Preventing segfaults in test suite that has Qt Tests

[Updated 2029.10.09 with information about "Detect leaked widgets"]

Motivation

When providing a GUI application one needs to select a GUI backend. If it is a Python application that needs to work on all popular OSes¹, Qt is a good choice. It is a cross-platform GUI toolkit that has good python bindings².

However, Qt objects require special care during testing. In this post I will describe my experience of writing such tests based on my work on PartSeg and napari.

The problem

As Qt is a C++ library it does not know about Python memory management. This means that if Qt keeps a reference to some widget it does not increase the reference count of python objects. This can lead to situations when the Python object is deleted, but there are still events pending in the Qt event loop that reference the object.

When this happens Qt will try to access the deleted object, leading to access of unallocated memory (segfault). This is very hard to debug because segfault can occur in any subsequent test, making it unclear what the cause is.

§ **TASK LIST**:
A: Which lines in the listing below contain the string "lamp"? Report each of them in full, treating uppercase and lowercase as different.
B: Could you write what comes next in the post about preventing segfaults in Qt test suites, starting right after its final sentence?

§ **Source records**:

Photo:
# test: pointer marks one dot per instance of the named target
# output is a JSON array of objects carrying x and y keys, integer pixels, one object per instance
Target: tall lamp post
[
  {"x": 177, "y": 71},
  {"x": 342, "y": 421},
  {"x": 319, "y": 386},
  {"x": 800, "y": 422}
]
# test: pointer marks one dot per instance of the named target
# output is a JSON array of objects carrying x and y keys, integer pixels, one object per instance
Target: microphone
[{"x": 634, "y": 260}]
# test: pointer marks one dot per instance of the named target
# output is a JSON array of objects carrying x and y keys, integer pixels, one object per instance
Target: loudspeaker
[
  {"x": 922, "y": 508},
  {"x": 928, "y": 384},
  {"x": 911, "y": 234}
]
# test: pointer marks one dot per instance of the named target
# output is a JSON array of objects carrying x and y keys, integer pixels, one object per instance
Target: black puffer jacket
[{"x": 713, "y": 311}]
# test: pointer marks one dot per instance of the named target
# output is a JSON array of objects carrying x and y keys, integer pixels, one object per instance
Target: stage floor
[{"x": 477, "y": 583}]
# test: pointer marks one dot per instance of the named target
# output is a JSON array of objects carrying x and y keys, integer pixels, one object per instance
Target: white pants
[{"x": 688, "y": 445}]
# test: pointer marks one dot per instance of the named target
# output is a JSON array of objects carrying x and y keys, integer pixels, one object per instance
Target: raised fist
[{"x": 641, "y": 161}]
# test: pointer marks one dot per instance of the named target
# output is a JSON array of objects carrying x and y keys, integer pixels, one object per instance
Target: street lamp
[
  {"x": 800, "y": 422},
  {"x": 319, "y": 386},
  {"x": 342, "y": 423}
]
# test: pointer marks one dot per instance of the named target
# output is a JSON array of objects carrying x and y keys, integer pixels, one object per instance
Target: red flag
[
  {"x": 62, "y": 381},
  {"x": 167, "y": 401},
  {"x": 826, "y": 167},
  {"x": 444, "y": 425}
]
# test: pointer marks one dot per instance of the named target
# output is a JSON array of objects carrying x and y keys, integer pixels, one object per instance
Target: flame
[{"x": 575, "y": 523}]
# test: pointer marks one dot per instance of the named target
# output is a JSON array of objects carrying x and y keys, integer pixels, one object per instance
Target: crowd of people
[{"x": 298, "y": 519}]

§ **TASK ANSWERS**:
A:
Target: tall lamp post
Target: street lamp

B:
The error messages vary across different operating systems:

1. Windows Windows fatal exception: access violation
2. Linux Segmentation fault (core dumped) or Fatal Python error: Aborted
3. macOS Fatal Python error: Segmentation fault

Moreover, this behavior is non-deterministic and may not be reproducible locally. One of the observed sources of difference is that the CI runs on a server version of the OS. I have encountered cases where I cannot reproduce the error on my development machine, but I could on my server.

What is segfault

A segfault occurs when a program tries to access memory that is not allocated to it. In such situations, the OS will kill the program to prevent corruption. For security reasons, the OS does not allow handling this error, as it may be caused by malicious code.

An even worse scenario is when the addressed memory is allocated for a different object than the original pointer³ was pointing to. This can lead to unpredictably modifying a different object, causing the test or program to fail unexpectedly.

How to prevent it

This section is based on my experience and may not be complete.

Ensure that all qt widgets are scheduled for deletion

All Qt objects have a deleteLater method that schedules the object for deletion. This allows for the safe deletion of the object, ensuring that all pending events are processed.

If you use some widget in your test that is not a child of any other widget, you should call deleteLater on it before the test ends. It is also good practice to ensure that the widget is hidden before deletion. So if your test requires showing the widget (e.g. screenshot test) you should hide it before deletion.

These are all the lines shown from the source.